SPAA Graduate Profile: Michelle Amparbin (MPA'21)
Full Name: Michelle Antoinette Amparbin
Hometown: Somerset, NJ
Degree Program: Master of Public Administration (MPA)
Concentration: Leadership of Public Organizations
Graduation Year: 2021
Why did you enroll at SPAA?
I knew an advanced degree was needed to further my career in public service. Enrolling at SPAA has been an amazing journey for me. The biggest influences to pursue a career in the public sector were my parents. My mother is a retired educator who spent more than 30 years inspiring students. Secondly, my parents have served as district leaders in their community for many years. The influence of my parents, my passion for helping others, and my active engagement in campus and community service-based organizations as an undergraduate motivated me to search for schools that offered a graduate degree in public administration.

> **TASK TO COMPLETE**:
Go on with the graduate profile of Michelle Amparbin, starting right after its last sentence.

(Records from a dataset)
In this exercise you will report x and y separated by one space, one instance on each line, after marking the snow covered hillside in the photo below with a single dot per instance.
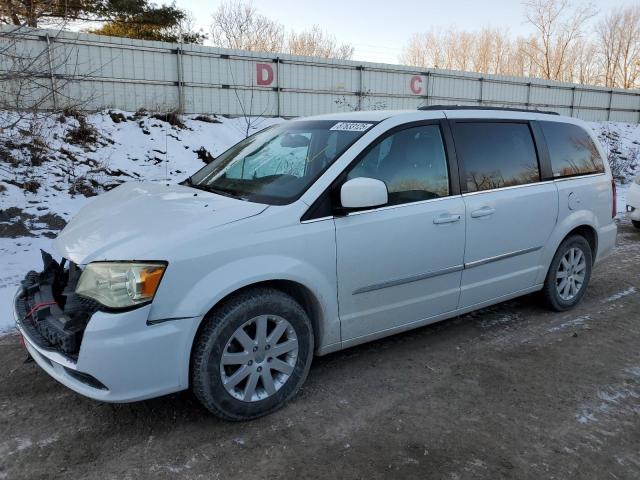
50 166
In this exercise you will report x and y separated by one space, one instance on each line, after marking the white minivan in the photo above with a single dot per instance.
312 236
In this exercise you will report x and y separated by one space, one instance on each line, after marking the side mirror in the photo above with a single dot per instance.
363 192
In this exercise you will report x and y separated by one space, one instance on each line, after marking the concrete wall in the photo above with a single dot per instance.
98 72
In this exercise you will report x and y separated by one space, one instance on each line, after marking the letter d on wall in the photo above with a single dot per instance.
264 74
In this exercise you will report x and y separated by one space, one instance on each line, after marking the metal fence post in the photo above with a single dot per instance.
277 86
180 79
51 75
573 99
426 97
360 68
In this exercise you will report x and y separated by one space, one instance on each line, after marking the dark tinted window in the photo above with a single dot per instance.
571 149
496 155
411 162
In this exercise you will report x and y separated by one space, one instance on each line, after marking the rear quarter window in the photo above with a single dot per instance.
572 150
496 154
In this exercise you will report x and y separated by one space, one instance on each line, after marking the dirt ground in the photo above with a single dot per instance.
513 391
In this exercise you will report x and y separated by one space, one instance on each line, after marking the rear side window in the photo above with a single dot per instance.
411 162
571 149
496 154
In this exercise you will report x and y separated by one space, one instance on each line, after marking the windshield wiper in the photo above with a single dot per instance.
216 190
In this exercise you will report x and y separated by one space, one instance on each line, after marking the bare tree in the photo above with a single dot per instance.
629 53
558 27
238 25
316 43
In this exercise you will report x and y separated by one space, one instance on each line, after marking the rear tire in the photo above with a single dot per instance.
239 369
569 274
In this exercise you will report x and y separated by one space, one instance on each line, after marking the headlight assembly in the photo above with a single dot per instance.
120 284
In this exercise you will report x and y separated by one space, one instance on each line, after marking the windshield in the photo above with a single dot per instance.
279 163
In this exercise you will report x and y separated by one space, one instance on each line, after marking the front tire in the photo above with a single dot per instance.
569 274
252 354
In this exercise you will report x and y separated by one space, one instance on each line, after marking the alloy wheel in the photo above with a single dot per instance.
571 273
259 358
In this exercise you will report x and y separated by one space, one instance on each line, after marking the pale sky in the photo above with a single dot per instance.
379 29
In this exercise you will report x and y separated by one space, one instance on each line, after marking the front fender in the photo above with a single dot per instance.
233 276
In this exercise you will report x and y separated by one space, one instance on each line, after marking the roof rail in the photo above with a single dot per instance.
471 107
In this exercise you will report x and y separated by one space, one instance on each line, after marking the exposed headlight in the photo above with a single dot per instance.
120 284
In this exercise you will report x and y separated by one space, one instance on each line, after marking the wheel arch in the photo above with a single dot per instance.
299 292
590 234
581 223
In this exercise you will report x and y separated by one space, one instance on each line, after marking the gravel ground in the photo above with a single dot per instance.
512 391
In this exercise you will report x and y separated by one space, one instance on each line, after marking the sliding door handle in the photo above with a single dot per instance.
483 212
447 219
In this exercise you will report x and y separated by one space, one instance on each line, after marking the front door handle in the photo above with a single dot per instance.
447 219
483 212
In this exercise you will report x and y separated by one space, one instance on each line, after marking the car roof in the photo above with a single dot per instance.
454 112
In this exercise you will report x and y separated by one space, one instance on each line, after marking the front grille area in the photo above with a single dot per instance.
52 315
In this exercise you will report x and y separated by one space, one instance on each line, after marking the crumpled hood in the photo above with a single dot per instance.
138 221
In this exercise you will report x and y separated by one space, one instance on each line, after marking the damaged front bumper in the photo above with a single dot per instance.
107 356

> **ANSWER TO THIS PROBLEM**:
My exploration led me to selecting the Rutgers University–Newark SPAA program. Other factors that influenced my decision to enroll at SPAA were the campus diversity and that I am originally from Newark. From the moment I attended the SPAA open house, I felt welcomed by the staff.
What do you hope to accomplish with your degree?
Earning a degree is part of a lifelong journey toward learning and self-improvement. I intend to use the insight, knowledge, and skills I have developed on this journey to empower and motivate students at various stations to change the trajectory of their lives as they pursue higher education. As Nelson Mandela stated, “Education is the most powerful weapon which you can use to change the world.”
Favorite SPAA memory?
Collaborations with my classmates on assignments and projects are my favorite SPAA memories. Working together made it easier when we encountered challenges. We incorporated the public service values of accountability, dedication, inclusiveness, transparency, and reliability to complete tasks. Prior to COVID-19, we met before or after classes to work together in groups. Transitioning to remote instruction for classes required us to stay connected through technology. I miss connecting with my classmates on campus.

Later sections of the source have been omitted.